# Input records:
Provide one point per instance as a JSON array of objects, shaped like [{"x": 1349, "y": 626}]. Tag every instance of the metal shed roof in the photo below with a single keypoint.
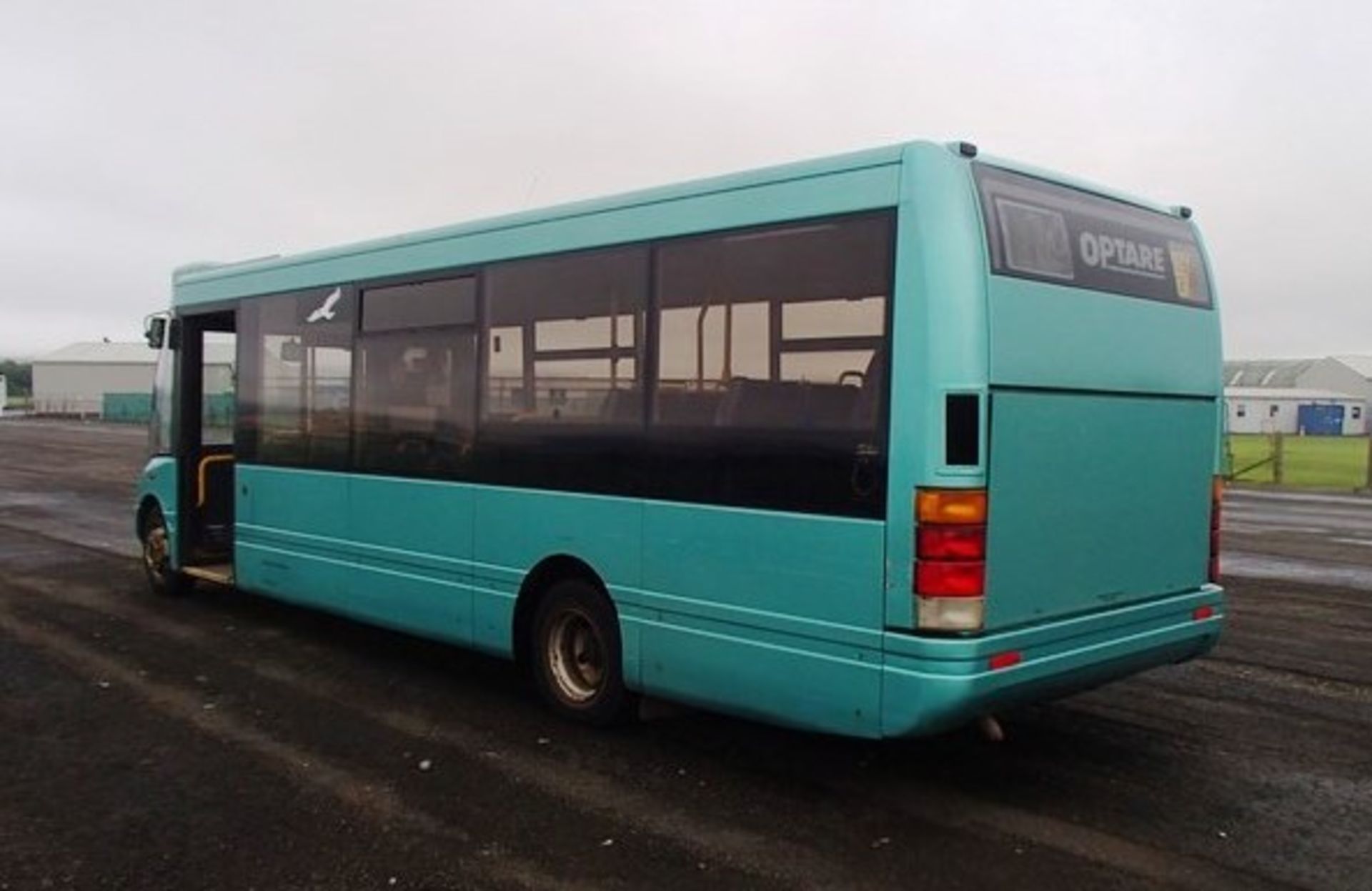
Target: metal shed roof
[
  {"x": 1287, "y": 393},
  {"x": 122, "y": 353},
  {"x": 1266, "y": 372}
]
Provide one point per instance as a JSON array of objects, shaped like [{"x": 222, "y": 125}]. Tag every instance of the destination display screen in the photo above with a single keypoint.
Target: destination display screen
[{"x": 1048, "y": 232}]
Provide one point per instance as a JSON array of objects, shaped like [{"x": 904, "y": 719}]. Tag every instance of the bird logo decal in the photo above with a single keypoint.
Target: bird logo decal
[{"x": 326, "y": 311}]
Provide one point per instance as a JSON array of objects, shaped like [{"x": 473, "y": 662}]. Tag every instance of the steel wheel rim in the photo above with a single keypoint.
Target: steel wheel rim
[
  {"x": 155, "y": 552},
  {"x": 575, "y": 657}
]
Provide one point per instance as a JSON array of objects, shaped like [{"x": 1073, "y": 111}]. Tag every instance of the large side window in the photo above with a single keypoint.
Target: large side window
[
  {"x": 416, "y": 377},
  {"x": 775, "y": 329},
  {"x": 565, "y": 339},
  {"x": 772, "y": 367},
  {"x": 298, "y": 360}
]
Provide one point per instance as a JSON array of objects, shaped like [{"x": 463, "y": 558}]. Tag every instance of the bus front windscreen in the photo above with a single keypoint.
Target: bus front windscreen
[{"x": 1048, "y": 232}]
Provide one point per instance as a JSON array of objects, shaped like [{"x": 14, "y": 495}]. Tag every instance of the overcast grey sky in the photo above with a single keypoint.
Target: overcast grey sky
[{"x": 137, "y": 136}]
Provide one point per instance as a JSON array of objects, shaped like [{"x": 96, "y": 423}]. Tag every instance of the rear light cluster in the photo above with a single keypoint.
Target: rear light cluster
[
  {"x": 951, "y": 559},
  {"x": 1216, "y": 494}
]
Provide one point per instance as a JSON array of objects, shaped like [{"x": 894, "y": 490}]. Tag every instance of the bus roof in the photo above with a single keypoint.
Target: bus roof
[{"x": 851, "y": 181}]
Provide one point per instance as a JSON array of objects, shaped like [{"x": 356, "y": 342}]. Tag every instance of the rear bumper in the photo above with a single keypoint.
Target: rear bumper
[{"x": 932, "y": 684}]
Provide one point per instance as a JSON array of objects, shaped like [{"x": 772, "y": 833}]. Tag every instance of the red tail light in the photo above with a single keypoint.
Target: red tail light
[
  {"x": 1216, "y": 494},
  {"x": 950, "y": 577},
  {"x": 951, "y": 542}
]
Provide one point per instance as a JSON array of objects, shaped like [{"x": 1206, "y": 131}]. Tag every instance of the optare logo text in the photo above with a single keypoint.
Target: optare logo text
[{"x": 1115, "y": 254}]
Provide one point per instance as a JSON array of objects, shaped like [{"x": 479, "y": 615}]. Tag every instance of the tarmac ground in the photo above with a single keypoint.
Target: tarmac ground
[{"x": 224, "y": 740}]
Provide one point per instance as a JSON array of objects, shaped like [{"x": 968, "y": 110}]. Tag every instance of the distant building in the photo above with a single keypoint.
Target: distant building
[
  {"x": 1294, "y": 411},
  {"x": 84, "y": 379},
  {"x": 1300, "y": 396}
]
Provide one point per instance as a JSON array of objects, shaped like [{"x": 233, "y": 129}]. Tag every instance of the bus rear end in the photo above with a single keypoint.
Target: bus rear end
[{"x": 1090, "y": 549}]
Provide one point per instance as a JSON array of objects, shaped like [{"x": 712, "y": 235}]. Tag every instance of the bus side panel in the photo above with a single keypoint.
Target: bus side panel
[
  {"x": 770, "y": 615},
  {"x": 516, "y": 529},
  {"x": 387, "y": 551},
  {"x": 292, "y": 534},
  {"x": 413, "y": 539}
]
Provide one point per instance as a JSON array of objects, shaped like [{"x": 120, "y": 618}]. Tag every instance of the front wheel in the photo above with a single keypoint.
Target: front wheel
[
  {"x": 578, "y": 664},
  {"x": 156, "y": 558}
]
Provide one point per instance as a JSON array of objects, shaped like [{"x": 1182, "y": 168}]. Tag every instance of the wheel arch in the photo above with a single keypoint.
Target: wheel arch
[
  {"x": 146, "y": 507},
  {"x": 535, "y": 585}
]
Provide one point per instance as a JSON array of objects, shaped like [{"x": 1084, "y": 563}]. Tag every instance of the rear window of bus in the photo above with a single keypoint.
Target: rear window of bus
[{"x": 1048, "y": 232}]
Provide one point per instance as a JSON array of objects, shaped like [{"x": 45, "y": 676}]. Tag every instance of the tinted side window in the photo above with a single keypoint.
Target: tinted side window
[
  {"x": 777, "y": 329},
  {"x": 416, "y": 378},
  {"x": 298, "y": 378},
  {"x": 565, "y": 339},
  {"x": 420, "y": 305},
  {"x": 772, "y": 367}
]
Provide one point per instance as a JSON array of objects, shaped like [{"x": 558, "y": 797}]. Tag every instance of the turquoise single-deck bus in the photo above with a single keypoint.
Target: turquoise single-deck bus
[{"x": 873, "y": 445}]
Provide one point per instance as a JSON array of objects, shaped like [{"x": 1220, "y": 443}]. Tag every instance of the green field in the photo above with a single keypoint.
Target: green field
[{"x": 1306, "y": 462}]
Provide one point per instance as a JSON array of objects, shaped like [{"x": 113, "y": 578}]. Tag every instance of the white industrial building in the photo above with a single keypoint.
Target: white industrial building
[
  {"x": 1279, "y": 409},
  {"x": 76, "y": 379},
  {"x": 1300, "y": 396}
]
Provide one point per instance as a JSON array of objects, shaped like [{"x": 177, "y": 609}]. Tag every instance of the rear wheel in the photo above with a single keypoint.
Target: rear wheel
[
  {"x": 156, "y": 558},
  {"x": 577, "y": 655}
]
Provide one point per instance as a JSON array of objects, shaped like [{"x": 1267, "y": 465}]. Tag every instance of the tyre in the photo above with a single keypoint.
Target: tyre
[
  {"x": 156, "y": 558},
  {"x": 577, "y": 655}
]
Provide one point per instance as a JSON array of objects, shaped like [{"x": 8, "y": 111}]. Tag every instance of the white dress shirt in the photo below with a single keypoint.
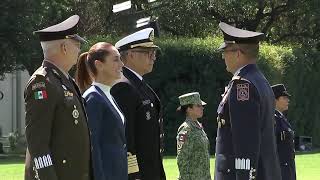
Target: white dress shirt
[
  {"x": 138, "y": 75},
  {"x": 106, "y": 91}
]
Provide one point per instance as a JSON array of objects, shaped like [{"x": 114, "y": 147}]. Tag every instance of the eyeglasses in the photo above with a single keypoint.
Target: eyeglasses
[
  {"x": 229, "y": 50},
  {"x": 148, "y": 52}
]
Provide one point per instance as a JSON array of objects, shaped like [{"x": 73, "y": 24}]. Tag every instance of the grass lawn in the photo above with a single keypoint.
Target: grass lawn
[{"x": 307, "y": 167}]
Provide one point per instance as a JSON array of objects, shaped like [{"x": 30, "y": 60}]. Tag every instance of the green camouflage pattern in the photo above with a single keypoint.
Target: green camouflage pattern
[
  {"x": 191, "y": 98},
  {"x": 193, "y": 156}
]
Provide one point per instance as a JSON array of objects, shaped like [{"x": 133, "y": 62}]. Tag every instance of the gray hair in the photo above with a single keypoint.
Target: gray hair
[{"x": 51, "y": 47}]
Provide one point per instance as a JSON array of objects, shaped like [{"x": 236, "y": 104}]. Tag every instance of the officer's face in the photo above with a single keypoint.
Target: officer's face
[
  {"x": 144, "y": 60},
  {"x": 111, "y": 68},
  {"x": 196, "y": 111},
  {"x": 230, "y": 57},
  {"x": 71, "y": 50},
  {"x": 282, "y": 103}
]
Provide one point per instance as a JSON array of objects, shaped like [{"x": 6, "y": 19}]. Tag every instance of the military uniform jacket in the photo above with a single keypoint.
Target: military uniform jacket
[
  {"x": 56, "y": 128},
  {"x": 245, "y": 143},
  {"x": 285, "y": 146},
  {"x": 144, "y": 130},
  {"x": 193, "y": 156}
]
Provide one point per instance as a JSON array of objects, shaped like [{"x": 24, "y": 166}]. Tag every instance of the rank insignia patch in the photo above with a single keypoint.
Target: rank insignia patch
[
  {"x": 243, "y": 92},
  {"x": 38, "y": 85},
  {"x": 40, "y": 95},
  {"x": 148, "y": 115}
]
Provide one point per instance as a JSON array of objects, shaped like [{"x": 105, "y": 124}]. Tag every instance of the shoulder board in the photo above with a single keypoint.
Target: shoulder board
[
  {"x": 240, "y": 78},
  {"x": 41, "y": 71}
]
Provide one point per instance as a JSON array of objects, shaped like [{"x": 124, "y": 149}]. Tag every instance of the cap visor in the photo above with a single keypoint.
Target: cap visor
[
  {"x": 222, "y": 46},
  {"x": 77, "y": 38},
  {"x": 286, "y": 94}
]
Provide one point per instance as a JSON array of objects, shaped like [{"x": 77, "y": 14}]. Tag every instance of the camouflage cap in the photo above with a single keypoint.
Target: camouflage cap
[{"x": 191, "y": 98}]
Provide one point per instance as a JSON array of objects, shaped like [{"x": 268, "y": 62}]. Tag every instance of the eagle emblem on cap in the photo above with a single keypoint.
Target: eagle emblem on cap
[{"x": 151, "y": 36}]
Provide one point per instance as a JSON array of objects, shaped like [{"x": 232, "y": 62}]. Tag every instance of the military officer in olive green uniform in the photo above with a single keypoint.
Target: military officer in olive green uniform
[
  {"x": 56, "y": 124},
  {"x": 193, "y": 156}
]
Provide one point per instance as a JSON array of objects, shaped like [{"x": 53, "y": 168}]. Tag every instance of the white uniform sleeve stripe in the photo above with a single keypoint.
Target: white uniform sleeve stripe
[
  {"x": 49, "y": 160},
  {"x": 45, "y": 162},
  {"x": 36, "y": 163},
  {"x": 248, "y": 164},
  {"x": 40, "y": 162}
]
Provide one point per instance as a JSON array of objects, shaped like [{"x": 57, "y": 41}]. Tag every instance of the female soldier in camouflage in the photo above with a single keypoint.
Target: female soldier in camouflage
[{"x": 193, "y": 156}]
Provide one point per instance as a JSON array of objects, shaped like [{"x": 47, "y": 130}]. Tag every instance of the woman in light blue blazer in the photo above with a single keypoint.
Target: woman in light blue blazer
[{"x": 97, "y": 70}]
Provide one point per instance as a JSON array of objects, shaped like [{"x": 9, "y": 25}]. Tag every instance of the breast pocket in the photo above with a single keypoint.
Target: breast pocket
[
  {"x": 147, "y": 110},
  {"x": 224, "y": 163}
]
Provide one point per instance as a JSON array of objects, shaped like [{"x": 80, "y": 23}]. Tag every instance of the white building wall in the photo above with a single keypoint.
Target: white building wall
[{"x": 12, "y": 111}]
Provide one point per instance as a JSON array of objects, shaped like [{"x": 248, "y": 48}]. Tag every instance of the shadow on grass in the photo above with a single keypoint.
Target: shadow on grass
[
  {"x": 316, "y": 151},
  {"x": 11, "y": 159}
]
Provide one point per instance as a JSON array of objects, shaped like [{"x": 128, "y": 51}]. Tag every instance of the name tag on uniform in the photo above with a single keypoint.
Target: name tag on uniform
[
  {"x": 68, "y": 95},
  {"x": 132, "y": 163},
  {"x": 145, "y": 102}
]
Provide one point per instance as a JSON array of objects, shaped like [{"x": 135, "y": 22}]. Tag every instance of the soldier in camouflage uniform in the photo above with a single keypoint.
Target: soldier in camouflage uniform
[{"x": 193, "y": 156}]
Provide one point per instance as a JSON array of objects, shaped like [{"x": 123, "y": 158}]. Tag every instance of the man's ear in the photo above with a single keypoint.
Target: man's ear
[
  {"x": 97, "y": 64},
  {"x": 63, "y": 48}
]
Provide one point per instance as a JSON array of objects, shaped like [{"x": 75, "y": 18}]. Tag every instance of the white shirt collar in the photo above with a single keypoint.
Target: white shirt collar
[
  {"x": 103, "y": 87},
  {"x": 138, "y": 75}
]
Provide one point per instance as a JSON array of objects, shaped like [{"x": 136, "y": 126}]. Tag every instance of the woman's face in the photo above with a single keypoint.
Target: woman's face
[
  {"x": 196, "y": 111},
  {"x": 282, "y": 103},
  {"x": 111, "y": 68}
]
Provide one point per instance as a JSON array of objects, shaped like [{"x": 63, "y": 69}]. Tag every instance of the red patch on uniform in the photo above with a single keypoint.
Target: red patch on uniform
[
  {"x": 182, "y": 137},
  {"x": 243, "y": 92}
]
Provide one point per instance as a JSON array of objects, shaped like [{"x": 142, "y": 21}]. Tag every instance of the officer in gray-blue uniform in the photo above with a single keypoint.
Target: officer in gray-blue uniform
[
  {"x": 284, "y": 134},
  {"x": 245, "y": 143}
]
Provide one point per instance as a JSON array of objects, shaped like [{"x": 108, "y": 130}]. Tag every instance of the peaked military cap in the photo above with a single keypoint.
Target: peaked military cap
[
  {"x": 143, "y": 39},
  {"x": 233, "y": 35},
  {"x": 64, "y": 30},
  {"x": 280, "y": 90},
  {"x": 191, "y": 98}
]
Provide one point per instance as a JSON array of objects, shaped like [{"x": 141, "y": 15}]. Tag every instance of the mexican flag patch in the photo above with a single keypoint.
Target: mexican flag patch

# Try it:
In the entries above, one line contains "Target: bus roof" and another contains "the red tail". Reproduce exactly those two lines and the lines between them, nothing else.

# Response area:
Target: bus roof
[{"x": 851, "y": 181}]
Provide one point per instance as a JSON array of objects, shaped like [{"x": 356, "y": 342}]. Tag every instance of the rear bumper in the photo above with a single keypoint.
Target: rear bumper
[{"x": 932, "y": 684}]
Provide one point per instance as a JSON array of objects, shaped like [{"x": 772, "y": 833}]. Tag every instance of the red tail light in the photo above with a single keypoint.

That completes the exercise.